[EXTRACT TO READ]
This was inconsistent with his earlier evidence that the management of the plaintiff’s account was not complicated (see [130] above). Dextra started maintaining separate ledgers for the GG Trust’s monies and the plaintiff’s monies after discussions with Athanasiou at the end of 2014.
Foot Note 270
NE, 26 November 2019, at 72:22–73:5, 74:18–25.
Yet, in accounting to the plaintiff in these proceedings, the defendants still charged the custody fees for the period before 8 September 2014 to the plaintiff. Clearly, the defendants did not take Dextra’s duty to account seriously.
171 As for the period after 8 September 2014, the plaintiff accepts that the custody fees attributable to the Jade AP1 Hellenic Bank shares may be charged to his account, up to December 2014.
172 The plaintiff claims that he should not have to pay custody fees after December 2014 because Athanasiou had given bank account details on 12 December 2014 for the defendants to transfer the Hellenic Bank shares out of the ILC D account but the defendants failed to do so. The plaintiff relies on e-mail correspondence between Athanasiou and Weber.
Foot Note 271
3AB2348.

[EXTRACTED RECORDS]
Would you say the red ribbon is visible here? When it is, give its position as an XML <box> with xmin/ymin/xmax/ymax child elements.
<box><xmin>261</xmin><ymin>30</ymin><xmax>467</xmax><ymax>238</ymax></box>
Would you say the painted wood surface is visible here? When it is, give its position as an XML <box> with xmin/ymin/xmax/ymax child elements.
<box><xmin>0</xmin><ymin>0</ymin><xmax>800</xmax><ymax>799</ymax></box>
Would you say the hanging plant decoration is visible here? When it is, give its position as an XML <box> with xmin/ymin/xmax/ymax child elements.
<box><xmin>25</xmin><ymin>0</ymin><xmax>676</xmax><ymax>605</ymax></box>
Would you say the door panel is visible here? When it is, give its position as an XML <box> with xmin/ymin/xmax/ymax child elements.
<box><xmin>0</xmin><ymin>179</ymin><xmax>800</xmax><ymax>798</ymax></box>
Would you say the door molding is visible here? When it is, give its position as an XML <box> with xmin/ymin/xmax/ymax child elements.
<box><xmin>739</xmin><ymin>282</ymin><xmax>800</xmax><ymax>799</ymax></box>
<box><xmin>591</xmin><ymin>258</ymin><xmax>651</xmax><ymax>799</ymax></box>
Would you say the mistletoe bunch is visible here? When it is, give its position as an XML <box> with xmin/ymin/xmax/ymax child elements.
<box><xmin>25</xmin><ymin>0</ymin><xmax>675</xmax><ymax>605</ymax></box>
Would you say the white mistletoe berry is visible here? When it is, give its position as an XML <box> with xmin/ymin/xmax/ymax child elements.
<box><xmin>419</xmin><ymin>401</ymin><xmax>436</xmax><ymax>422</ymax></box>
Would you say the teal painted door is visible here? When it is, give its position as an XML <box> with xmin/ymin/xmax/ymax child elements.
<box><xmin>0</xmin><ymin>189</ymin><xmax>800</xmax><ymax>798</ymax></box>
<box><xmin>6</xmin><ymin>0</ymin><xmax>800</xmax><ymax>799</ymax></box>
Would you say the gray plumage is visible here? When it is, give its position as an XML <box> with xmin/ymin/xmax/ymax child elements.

---

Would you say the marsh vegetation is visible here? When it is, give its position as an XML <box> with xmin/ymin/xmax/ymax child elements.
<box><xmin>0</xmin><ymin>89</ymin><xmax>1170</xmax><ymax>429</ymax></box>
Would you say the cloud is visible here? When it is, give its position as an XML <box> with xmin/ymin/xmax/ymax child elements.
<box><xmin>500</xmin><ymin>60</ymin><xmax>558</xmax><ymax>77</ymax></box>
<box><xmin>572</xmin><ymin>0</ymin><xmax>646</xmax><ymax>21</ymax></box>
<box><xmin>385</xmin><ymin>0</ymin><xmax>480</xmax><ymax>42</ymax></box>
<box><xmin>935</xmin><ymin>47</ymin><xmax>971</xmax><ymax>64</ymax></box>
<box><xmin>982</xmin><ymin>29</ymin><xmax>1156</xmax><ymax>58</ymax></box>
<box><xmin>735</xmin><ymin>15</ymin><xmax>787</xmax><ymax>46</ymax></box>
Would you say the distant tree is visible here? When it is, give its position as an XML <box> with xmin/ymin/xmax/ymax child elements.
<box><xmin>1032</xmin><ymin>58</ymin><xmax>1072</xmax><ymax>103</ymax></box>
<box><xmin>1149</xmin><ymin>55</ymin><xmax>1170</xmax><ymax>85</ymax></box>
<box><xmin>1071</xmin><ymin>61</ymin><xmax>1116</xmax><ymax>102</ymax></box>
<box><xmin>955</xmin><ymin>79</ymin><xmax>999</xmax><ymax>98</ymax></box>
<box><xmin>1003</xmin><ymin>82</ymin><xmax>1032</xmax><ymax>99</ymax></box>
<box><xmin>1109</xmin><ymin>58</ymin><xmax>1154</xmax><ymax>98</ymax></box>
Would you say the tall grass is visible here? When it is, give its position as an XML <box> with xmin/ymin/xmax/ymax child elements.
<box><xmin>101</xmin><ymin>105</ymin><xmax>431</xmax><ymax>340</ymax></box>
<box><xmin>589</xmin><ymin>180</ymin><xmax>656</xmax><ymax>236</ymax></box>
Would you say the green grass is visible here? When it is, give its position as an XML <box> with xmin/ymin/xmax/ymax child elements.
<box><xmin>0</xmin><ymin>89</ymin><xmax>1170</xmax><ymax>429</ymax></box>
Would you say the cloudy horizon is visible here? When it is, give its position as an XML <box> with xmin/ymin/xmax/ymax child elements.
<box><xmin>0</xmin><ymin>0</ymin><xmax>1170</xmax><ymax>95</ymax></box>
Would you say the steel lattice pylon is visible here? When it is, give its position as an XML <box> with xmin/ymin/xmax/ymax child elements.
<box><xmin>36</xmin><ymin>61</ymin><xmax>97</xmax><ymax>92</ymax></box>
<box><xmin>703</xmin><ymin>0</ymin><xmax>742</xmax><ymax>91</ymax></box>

---

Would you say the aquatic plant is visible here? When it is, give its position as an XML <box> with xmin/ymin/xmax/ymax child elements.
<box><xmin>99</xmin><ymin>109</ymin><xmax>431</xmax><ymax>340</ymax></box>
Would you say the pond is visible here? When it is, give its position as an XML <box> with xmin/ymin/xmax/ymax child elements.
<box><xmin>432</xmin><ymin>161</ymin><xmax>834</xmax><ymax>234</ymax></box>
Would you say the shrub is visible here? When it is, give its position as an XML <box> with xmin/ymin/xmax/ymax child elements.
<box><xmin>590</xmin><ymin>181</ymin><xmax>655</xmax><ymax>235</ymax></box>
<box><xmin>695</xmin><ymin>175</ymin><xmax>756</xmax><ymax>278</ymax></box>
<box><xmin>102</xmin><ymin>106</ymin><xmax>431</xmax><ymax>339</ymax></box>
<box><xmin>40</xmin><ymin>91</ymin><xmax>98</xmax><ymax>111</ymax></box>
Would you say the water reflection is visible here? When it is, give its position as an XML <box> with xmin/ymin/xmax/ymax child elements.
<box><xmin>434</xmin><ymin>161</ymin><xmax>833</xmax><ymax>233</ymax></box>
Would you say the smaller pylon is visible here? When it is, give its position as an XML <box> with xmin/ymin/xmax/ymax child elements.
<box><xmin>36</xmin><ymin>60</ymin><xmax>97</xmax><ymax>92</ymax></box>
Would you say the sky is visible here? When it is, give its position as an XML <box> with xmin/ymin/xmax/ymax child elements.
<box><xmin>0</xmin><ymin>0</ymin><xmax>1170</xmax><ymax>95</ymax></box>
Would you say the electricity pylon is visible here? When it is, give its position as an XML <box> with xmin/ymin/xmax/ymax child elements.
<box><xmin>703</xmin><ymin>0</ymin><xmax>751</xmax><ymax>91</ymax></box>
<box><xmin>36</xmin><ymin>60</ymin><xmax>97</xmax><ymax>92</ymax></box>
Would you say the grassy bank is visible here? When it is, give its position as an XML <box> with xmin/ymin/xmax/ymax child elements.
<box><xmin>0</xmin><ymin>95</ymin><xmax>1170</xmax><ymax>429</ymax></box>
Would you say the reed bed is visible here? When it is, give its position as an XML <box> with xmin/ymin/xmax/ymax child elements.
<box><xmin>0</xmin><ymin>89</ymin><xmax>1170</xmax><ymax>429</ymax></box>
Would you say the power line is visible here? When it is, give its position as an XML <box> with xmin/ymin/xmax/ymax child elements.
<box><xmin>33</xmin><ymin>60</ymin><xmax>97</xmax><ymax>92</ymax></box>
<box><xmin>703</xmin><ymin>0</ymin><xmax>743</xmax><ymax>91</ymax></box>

[PROBLEM TO SOLVE] Could you reproduce the entire excerpt on custody fees above, word for word?

[RESULT OF THIS TASK]
This was inconsistent with his earlier evidence that the management of the plaintiff’s account was not complicated (see [130] above). Dextra started maintaining separate ledgers for the GG Trust’s monies and the plaintiff’s monies after discussions with Athanasiou at the end of 2014.
Foot Note 270
NE, 26 November 2019, at 72:22–73:5, 74:18–25.
Yet, in accounting to the plaintiff in these proceedings, the defendants still charged the custody fees for the period before 8 September 2014 to the plaintiff. Clearly, the defendants did not take Dextra’s duty to account seriously.
171 As for the period after 8 September 2014, the plaintiff accepts that the custody fees attributable to the Jade AP1 Hellenic Bank shares may be charged to his account, up to December 2014.
172 The plaintiff claims that he should not have to pay custody fees after December 2014 because Athanasiou had given bank account details on 12 December 2014 for the defendants to transfer the Hellenic Bank shares out of the ILC D account but the defendants failed to do so. The plaintiff relies on e-mail correspondence between Athanasiou and Weber.
Foot Note 271
3AB2348.